## TASK MATERIAL:

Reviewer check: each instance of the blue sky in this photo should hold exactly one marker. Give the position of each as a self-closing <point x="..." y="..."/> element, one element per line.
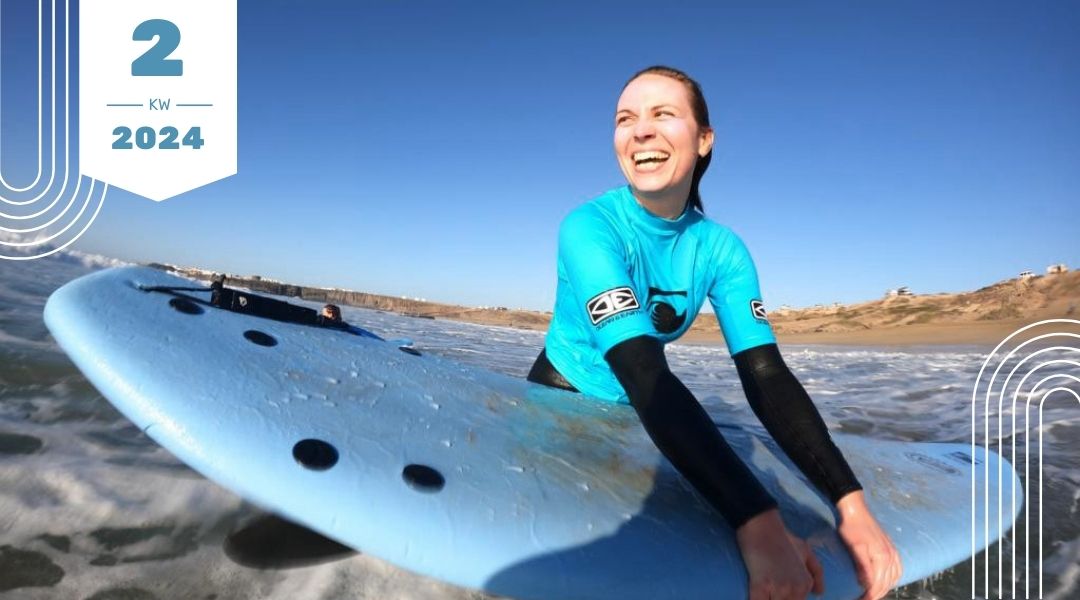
<point x="430" y="149"/>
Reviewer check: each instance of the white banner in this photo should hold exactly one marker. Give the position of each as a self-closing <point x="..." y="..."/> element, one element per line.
<point x="158" y="94"/>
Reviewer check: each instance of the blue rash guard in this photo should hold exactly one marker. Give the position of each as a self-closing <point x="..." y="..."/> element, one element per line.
<point x="624" y="272"/>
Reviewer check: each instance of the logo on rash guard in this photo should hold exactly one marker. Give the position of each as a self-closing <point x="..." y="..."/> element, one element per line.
<point x="757" y="308"/>
<point x="610" y="302"/>
<point x="664" y="316"/>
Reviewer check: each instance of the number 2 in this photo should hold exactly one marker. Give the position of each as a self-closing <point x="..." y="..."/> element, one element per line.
<point x="153" y="62"/>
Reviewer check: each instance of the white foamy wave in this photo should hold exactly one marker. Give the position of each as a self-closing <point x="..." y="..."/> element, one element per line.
<point x="91" y="260"/>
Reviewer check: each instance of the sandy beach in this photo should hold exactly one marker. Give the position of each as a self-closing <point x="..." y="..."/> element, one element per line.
<point x="983" y="316"/>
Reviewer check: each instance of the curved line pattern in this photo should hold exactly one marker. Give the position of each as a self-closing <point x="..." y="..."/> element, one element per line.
<point x="1041" y="403"/>
<point x="67" y="155"/>
<point x="987" y="446"/>
<point x="100" y="202"/>
<point x="37" y="178"/>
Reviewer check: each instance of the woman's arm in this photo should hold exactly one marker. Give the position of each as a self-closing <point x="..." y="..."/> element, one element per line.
<point x="684" y="432"/>
<point x="787" y="412"/>
<point x="777" y="562"/>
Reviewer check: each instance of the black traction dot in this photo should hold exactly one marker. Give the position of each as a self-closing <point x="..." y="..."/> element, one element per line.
<point x="259" y="338"/>
<point x="423" y="478"/>
<point x="186" y="307"/>
<point x="314" y="454"/>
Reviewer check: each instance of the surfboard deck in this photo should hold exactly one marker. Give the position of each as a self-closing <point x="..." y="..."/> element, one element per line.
<point x="468" y="475"/>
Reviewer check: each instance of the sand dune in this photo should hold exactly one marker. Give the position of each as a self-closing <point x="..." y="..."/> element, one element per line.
<point x="984" y="316"/>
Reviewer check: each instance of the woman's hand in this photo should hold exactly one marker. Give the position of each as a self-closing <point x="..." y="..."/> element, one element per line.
<point x="877" y="562"/>
<point x="781" y="566"/>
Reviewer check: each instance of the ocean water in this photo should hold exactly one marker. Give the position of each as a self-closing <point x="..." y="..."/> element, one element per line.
<point x="91" y="508"/>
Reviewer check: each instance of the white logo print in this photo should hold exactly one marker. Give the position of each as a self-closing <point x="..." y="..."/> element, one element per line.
<point x="610" y="302"/>
<point x="757" y="308"/>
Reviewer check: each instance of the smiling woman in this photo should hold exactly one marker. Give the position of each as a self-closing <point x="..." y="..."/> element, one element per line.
<point x="635" y="266"/>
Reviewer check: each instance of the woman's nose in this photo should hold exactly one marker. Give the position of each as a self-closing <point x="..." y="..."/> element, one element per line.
<point x="644" y="130"/>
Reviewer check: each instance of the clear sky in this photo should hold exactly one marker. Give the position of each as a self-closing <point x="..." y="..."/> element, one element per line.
<point x="431" y="148"/>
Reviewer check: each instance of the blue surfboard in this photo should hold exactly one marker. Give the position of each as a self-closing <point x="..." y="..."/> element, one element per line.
<point x="468" y="475"/>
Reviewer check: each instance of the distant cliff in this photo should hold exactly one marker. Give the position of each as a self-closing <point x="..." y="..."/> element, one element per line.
<point x="1003" y="303"/>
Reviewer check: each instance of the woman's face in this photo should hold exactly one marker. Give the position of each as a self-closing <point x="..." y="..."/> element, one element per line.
<point x="657" y="139"/>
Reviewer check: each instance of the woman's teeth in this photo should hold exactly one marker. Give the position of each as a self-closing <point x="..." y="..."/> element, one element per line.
<point x="649" y="157"/>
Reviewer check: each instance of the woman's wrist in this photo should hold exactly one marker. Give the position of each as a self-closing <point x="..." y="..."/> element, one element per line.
<point x="764" y="523"/>
<point x="852" y="506"/>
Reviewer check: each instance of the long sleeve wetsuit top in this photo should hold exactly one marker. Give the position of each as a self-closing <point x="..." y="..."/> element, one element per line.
<point x="630" y="282"/>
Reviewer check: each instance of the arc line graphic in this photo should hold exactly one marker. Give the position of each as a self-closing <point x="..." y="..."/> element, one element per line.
<point x="67" y="150"/>
<point x="986" y="431"/>
<point x="40" y="241"/>
<point x="1004" y="387"/>
<point x="1041" y="403"/>
<point x="37" y="178"/>
<point x="67" y="142"/>
<point x="1027" y="455"/>
<point x="105" y="188"/>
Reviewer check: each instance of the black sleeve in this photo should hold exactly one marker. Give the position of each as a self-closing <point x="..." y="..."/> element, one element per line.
<point x="684" y="432"/>
<point x="786" y="411"/>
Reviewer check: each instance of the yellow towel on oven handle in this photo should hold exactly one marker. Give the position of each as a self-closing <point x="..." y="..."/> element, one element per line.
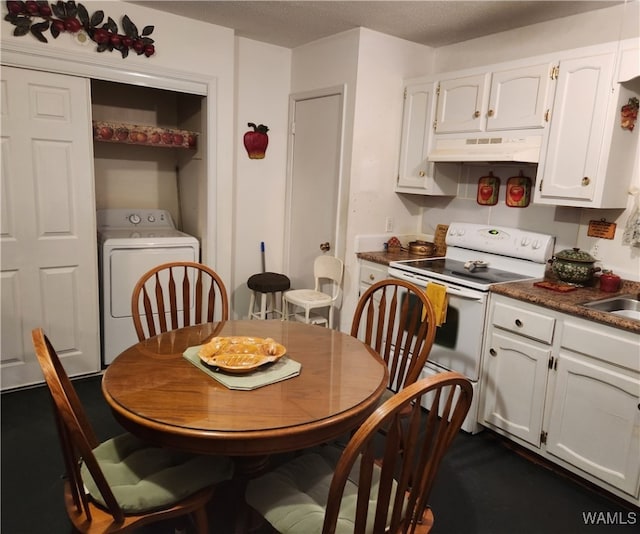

## BRIEF:
Could you repeat all of the entries exactly, without the pictures?

## RESPONSE:
Reviewer check: each instance of the blue sky in this photo should hold exactly one marker. Give the position of each as a self-closing <point x="..." y="..."/> element, one element per line.
<point x="430" y="149"/>
Reviewer check: each instance of the white banner in this photo should hold exactly one marker. Give the position of each as a self-closing <point x="..." y="..."/> element, one element per line.
<point x="158" y="94"/>
Reviewer check: each instance of the blue rash guard in this photo should hold exactly one marker. Give the position of each as a self-closing <point x="..." y="..."/> element, one element per line.
<point x="624" y="272"/>
Reviewer check: each instance of the logo on rash guard in this photo should hold exactly one marker. Give the position of each as a self-closing <point x="..." y="..."/> element, one element per line.
<point x="757" y="308"/>
<point x="610" y="302"/>
<point x="664" y="316"/>
Reviewer check: each instance of the number 2 in this photo should hold exactly one marker. Give the position of each as a self-closing <point x="..." y="..."/> element, one element per line.
<point x="153" y="62"/>
Reviewer check: each instance of the white foamy wave in this photo should hold exactly one marker. Give the position of each as a self-closing <point x="..." y="..."/> element, one element per line.
<point x="91" y="260"/>
Reviewer check: each instance of the sandy beach in this photo should hold exactly one marker. Give the position of each as a self-closing <point x="..." y="..."/> element, one element per line.
<point x="983" y="316"/>
Reviewer check: each instance of the curved line pattern in this photo should hold exactly one marker. Give the position of each as a self-closing <point x="..." y="..."/> element, one element per line.
<point x="1041" y="403"/>
<point x="67" y="155"/>
<point x="987" y="446"/>
<point x="100" y="202"/>
<point x="37" y="178"/>
Reviewer check: each instance of the woman's arm in this photo should hold exactly one marker. Give the position of each as a self-closing <point x="..." y="..."/> element, one element per line.
<point x="684" y="432"/>
<point x="787" y="412"/>
<point x="777" y="562"/>
Reviewer check: each instance of the black traction dot in this photo should hold exactly one marker. Give the position of each as a self-closing <point x="..." y="..."/> element, one element per line.
<point x="259" y="338"/>
<point x="423" y="478"/>
<point x="186" y="307"/>
<point x="314" y="454"/>
Reviewer check: each instance of the surfboard deck in this photo should hold exactly one marker. Give the position of each as a self-closing <point x="..." y="..."/> element, one element per line.
<point x="468" y="475"/>
Reviewer check: each instance of the sand dune in this photo should hold exactly one marker. Give the position of each as a self-closing <point x="..." y="..."/> element, one element per line.
<point x="984" y="316"/>
Reviewer check: each instance of the woman's hand in this photo should hold exactly one marker. Give the position of each as a self-closing <point x="..." y="..."/> element, one element per line.
<point x="877" y="562"/>
<point x="781" y="566"/>
Reviewer check: each instance of the ocean water in this photo should hold exactly one marker. Give the position of each as a self-closing <point x="..." y="..."/> element, one element per line.
<point x="91" y="508"/>
Reviewer check: each instance of the white logo print in this photo should hold exactly one marker. Give the position of each as a self-closing <point x="..." y="..."/> element, one element per line.
<point x="610" y="302"/>
<point x="757" y="308"/>
Reviewer check: each instance of the smiling woman in this photo should hold exactly one marker. Give the position of each as a self-closing <point x="..." y="..."/> element, one element per line.
<point x="635" y="266"/>
Reviewer check: each instance of the woman's nose in this photo should hold exactly one marker. Give the position of each as a self-closing <point x="..." y="..."/> element, one element per line.
<point x="644" y="130"/>
Reviewer check: each instance of the clear sky in this photo should hold exactly one marker. Give the position of each as a self-closing <point x="..." y="..."/> element, one element per line.
<point x="431" y="148"/>
Reviewer check: each instance of the blue surfboard in this photo should hold exactly one marker. Give the position of each as a self-closing <point x="..." y="..."/> element, one element per line.
<point x="468" y="475"/>
Reviewer check: each instance of the distant cliff in this photo should hold exactly one marker. Give the position of each as a self-closing <point x="..." y="..."/> element, one element per line.
<point x="1003" y="303"/>
Reviewer check: each instance of the woman's face in this photo should hold exactly one marker. Give the position of each as a self-closing <point x="..." y="..."/> element, one element per line.
<point x="657" y="139"/>
Reviewer check: each instance of the woman's teeth in this photo should hold exactly one marker. Give the position of each as a self-closing <point x="..." y="..."/> element, one element per line.
<point x="649" y="157"/>
Reviewer check: each instance of the woman's wrist in this photo should hold exactly one marker. Give the position of each as a self-closing <point x="..." y="..."/> element, one element per line.
<point x="764" y="523"/>
<point x="852" y="506"/>
Reviewer check: each instance of the long sleeve wetsuit top in this photo should hold exactly one marker. Give the position of each as a self-closing <point x="..." y="..."/> element, one element per line.
<point x="630" y="282"/>
Reviewer check: each instance of the arc line graphic in this photo should hold exactly one marker. Give the position of each as a self-closing <point x="..." y="..."/> element, one element per line.
<point x="67" y="150"/>
<point x="986" y="431"/>
<point x="40" y="241"/>
<point x="1004" y="387"/>
<point x="1041" y="403"/>
<point x="37" y="178"/>
<point x="67" y="142"/>
<point x="1027" y="455"/>
<point x="105" y="188"/>
Reviewer check: each instance of the black sleeve in this photo should hold exactly one marker. Give the position of each as a self-closing <point x="..." y="..."/> element, one element per line.
<point x="684" y="432"/>
<point x="786" y="411"/>
Reviewer check: each instance of the yellow towel on oven handle in this photo should hold exactly one marker. Give the position of each as a self-closing <point x="..." y="..."/> element, one element per line.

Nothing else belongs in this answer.